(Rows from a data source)
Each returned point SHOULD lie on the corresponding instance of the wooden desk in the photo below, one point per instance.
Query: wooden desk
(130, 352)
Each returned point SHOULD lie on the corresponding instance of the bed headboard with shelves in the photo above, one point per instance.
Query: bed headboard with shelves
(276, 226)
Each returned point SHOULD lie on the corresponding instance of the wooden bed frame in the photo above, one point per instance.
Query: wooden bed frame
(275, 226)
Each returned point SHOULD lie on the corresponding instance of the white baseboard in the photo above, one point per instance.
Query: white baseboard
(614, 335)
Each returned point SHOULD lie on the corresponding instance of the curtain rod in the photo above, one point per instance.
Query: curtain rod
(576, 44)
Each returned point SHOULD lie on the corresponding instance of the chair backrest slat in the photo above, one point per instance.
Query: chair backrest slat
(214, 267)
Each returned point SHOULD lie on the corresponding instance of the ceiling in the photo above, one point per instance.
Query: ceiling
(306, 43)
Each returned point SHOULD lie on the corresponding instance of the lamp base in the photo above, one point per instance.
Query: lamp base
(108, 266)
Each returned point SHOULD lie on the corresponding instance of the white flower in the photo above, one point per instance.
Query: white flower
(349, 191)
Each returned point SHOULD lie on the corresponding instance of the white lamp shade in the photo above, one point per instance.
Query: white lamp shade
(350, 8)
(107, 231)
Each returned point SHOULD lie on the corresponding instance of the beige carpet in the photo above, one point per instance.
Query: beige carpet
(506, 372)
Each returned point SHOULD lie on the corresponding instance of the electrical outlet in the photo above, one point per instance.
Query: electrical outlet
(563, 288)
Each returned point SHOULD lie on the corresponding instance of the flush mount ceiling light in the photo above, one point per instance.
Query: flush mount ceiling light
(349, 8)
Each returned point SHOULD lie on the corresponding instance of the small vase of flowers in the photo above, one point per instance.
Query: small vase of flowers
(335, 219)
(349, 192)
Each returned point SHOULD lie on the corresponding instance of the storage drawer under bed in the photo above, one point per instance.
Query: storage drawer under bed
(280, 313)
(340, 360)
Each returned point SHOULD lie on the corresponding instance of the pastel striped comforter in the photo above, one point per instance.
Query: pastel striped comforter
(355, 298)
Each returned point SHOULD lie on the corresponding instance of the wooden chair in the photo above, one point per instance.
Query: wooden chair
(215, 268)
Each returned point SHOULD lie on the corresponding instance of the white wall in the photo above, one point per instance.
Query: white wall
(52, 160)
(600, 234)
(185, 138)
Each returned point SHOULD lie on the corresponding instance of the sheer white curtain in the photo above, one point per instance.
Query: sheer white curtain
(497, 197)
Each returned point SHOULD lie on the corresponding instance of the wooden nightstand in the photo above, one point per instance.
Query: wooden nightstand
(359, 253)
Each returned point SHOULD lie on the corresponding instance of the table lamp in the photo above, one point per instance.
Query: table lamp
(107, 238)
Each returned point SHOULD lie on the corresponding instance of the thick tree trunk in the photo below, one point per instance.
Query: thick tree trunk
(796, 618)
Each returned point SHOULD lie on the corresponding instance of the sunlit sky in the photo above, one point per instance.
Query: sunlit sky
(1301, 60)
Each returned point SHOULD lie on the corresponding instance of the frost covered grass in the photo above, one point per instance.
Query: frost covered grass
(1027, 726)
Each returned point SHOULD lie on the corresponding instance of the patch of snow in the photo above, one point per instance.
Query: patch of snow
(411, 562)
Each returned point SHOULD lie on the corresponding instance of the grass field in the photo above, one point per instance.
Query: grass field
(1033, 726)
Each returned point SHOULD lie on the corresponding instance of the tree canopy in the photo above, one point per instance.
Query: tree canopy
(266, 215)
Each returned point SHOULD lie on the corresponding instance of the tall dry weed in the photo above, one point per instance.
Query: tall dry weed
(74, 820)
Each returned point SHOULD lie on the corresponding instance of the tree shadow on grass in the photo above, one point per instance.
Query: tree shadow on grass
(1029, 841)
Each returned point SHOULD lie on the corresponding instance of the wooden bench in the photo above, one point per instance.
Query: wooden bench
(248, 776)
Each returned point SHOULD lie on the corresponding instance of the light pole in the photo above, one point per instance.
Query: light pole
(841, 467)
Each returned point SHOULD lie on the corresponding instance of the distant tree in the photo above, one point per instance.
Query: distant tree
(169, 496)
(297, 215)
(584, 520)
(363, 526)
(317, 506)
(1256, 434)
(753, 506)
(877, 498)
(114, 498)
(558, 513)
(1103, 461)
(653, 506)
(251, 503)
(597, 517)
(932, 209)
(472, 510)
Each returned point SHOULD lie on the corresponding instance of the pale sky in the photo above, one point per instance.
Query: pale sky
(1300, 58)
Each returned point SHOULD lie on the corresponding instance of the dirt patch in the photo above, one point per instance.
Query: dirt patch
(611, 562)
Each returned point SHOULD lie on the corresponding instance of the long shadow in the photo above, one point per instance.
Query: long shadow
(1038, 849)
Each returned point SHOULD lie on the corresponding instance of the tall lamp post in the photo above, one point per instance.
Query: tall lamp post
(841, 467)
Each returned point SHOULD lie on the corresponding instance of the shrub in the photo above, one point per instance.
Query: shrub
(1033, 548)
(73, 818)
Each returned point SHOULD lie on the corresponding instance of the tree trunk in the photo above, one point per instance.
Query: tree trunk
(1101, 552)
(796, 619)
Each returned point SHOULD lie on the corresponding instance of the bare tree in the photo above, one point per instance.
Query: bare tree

TASK STATEMENT: Rewrite every line of the rows above as one numbered list, leaving out any blank lines.

RESULT BELOW:
1. Each returned point SHOULD lie on the corresponding instance of the wooden desk in the photo below, one point per instance.
2. Query: wooden desk
3. (130, 352)
4. Each returned point SHOULD lie on the corresponding instance of the bed headboard with shelves in the photo above, one point per instance.
5. Query: bed headboard with shelves
6. (276, 226)
7. Each returned point SHOULD lie on the corresponding instance of the wooden bed frame in the photo above, one point per instance.
8. Query: wooden bed frame
9. (275, 226)
10. Each returned point SHOULD lie on the corresponding instance of the white baseboard in the photo above, one point per instance.
11. Query: white baseboard
12. (614, 335)
13. Each returned point SHOULD lie on the corresponding instance of the curtain rod in the photo above, one point per instance.
14. Query: curtain rod
15. (576, 44)
16. Each returned point SHOULD lie on the corresponding instance of the chair backrest slat in the photo above, one point per instance.
17. Query: chair backrest slat
18. (214, 267)
19. Each returned point SHOULD lie on the corresponding instance of the ceiling in the photo above, one point per instance.
20. Query: ceiling
21. (306, 43)
22. Each returned point SHOULD lie on the corresponding instance of the lamp base in the photo above, one point per instance.
23. Query: lamp base
24. (108, 266)
25. Each returned point SHOULD lie on the corresponding instance of the white flower in the photo above, one point per instance.
26. Query: white flower
27. (349, 191)
28. Each returned point SHOULD lie on the corresponding instance of the white lamp shade in the photo above, one point per instance.
29. Query: white lamp shade
30. (350, 8)
31. (107, 231)
32. Each returned point SHOULD lie on the corresponding instance of the beige carpet in the photo above, one point per instance.
33. Query: beige carpet
34. (506, 372)
35. Each returned point SHOULD lie on the corresponding instance of the electrical outlet in the photo above, one point per instance.
36. Query: electrical outlet
37. (563, 288)
38. Each returned point SHOULD lie on the corresponding instance of the flush mount ceiling light in the photo above, one point per instance.
39. Query: flush mount ceiling light
40. (349, 8)
41. Each returned point SHOULD lie on the corresponding instance of the small vase of flowers in the photo above, one point per instance.
42. Query: small vase of flowers
43. (335, 219)
44. (349, 192)
45. Each returned point SHOULD lie on the corresponding instance of the storage drawer under bed in the photo above, one point per instance.
46. Query: storage drawer under bed
47. (280, 313)
48. (340, 360)
49. Each returned point SHOULD lie on the corresponding instance of the pastel striped comforter in the photo above, one point per instance.
50. Query: pastel striped comforter
51. (355, 298)
52. Each returned point SHOULD lie on the corresponding instance of the wooden chair in the photo above, one point per instance.
53. Query: wooden chair
54. (215, 268)
55. Each returned point SHOULD lie on the corresponding instance of the white wall in the photo above, one point per instance.
56. Query: white wall
57. (52, 160)
58. (600, 234)
59. (185, 138)
60. Each returned point SHOULD lie on the corresponding instance of the sheer white curtain in the photo above, one point per instance.
61. Query: sheer white curtain
62. (497, 197)
63. Each returned point SHOULD lie on the corresponding instance of the wooden nightstand in the photo above, one point per instance.
64. Query: wooden nightstand
65. (359, 253)
66. Each returned point SHOULD lie on the corresponding instance of the table lamp in the photo above, one point per instance.
67. Query: table lamp
68. (107, 238)
69. Each returned point SHOULD lie on the corresponding instance of the thick tree trunk in the photo below, one point per instance.
70. Query: thick tree trunk
71. (796, 618)
72. Each returned point SHOULD lie on the corresponding instance of the sunlit sky in the photo above, one point per instance.
73. Query: sunlit sky
74. (1301, 60)
75. Each returned point SHOULD lie on the corresponding instance of the frost covered grass in the photo above, one point per instance.
76. Query: frost covered grass
77. (1027, 726)
78. Each returned point SHOULD lie on the corresponding instance of the patch of snow in the photo above, one point per instance.
79. Query: patch of snow
80. (411, 562)
81. Each returned point SHOULD lie on the corresponding instance of the grass field in the photo above, one point per instance.
82. Query: grass field
83. (1033, 726)
84. Each returned point SHOULD lie on the corresponding instance of the tree canopy in the photo above, one point per instance.
85. Query: tree canopy
86. (266, 215)
87. Each returned point SHOULD lie on the corresponding instance of the tall dry weed in the photo above, one point per instance.
88. Query: tall dry weed
89. (74, 820)
90. Each returned point SHOULD lie on the corresponding instance of the tree shadow on grass in the photo above, one point per instance.
91. Query: tree shadow on grass
92. (1029, 841)
93. Each returned point SHOULD lie on the corresponding instance of the wooden bench in the photo above, one point per instance.
94. Query: wooden bench
95. (248, 776)
96. Each returned point SHOULD lie on the corresponding instance of the light pole in the photo above, one point per instance.
97. Query: light pole
98. (841, 467)
99. Each returned point SHOULD lie on the corresponding instance of the distant tree in the photo above, one point per instance.
100. Query: distant tree
101. (169, 496)
102. (297, 215)
103. (584, 520)
104. (363, 526)
105. (317, 506)
106. (1256, 434)
107. (753, 506)
108. (877, 498)
109. (114, 498)
110. (558, 513)
111. (1103, 461)
112. (653, 506)
113. (251, 503)
114. (597, 517)
115. (932, 209)
116. (472, 510)
117. Each returned point SHOULD lie on the corresponding instance of the pale sky in the photo above, one point per instance.
118. Query: pale sky
119. (1300, 58)
120. Each returned point SHOULD lie on the corresponding instance of the dirt patch in the photo above, one point per instance.
121. Query: dirt patch
122. (611, 562)
123. Each returned point SHOULD lie on the corresponding instance of the long shadow in the photo above, one point per instance.
124. Query: long shadow
125. (1038, 849)
126. Each returned point SHOULD lie on the corresponding instance of the tall lamp post in the photo above, one point per instance.
127. Query: tall lamp post
128. (841, 467)
129. Each returned point SHOULD lie on the corresponding instance of the shrub in the photo above, one point per instance.
130. Query: shrub
131. (1033, 548)
132. (73, 818)
133. Each returned point SHOULD lie on the corresponding instance of the tree trunk in the photo above, one point per instance.
134. Query: tree trunk
135. (1101, 552)
136. (796, 619)
137. Each returned point SHOULD lie on the corresponding instance of the bare tree in the photo above, one point per instance.
138. Query: bare tree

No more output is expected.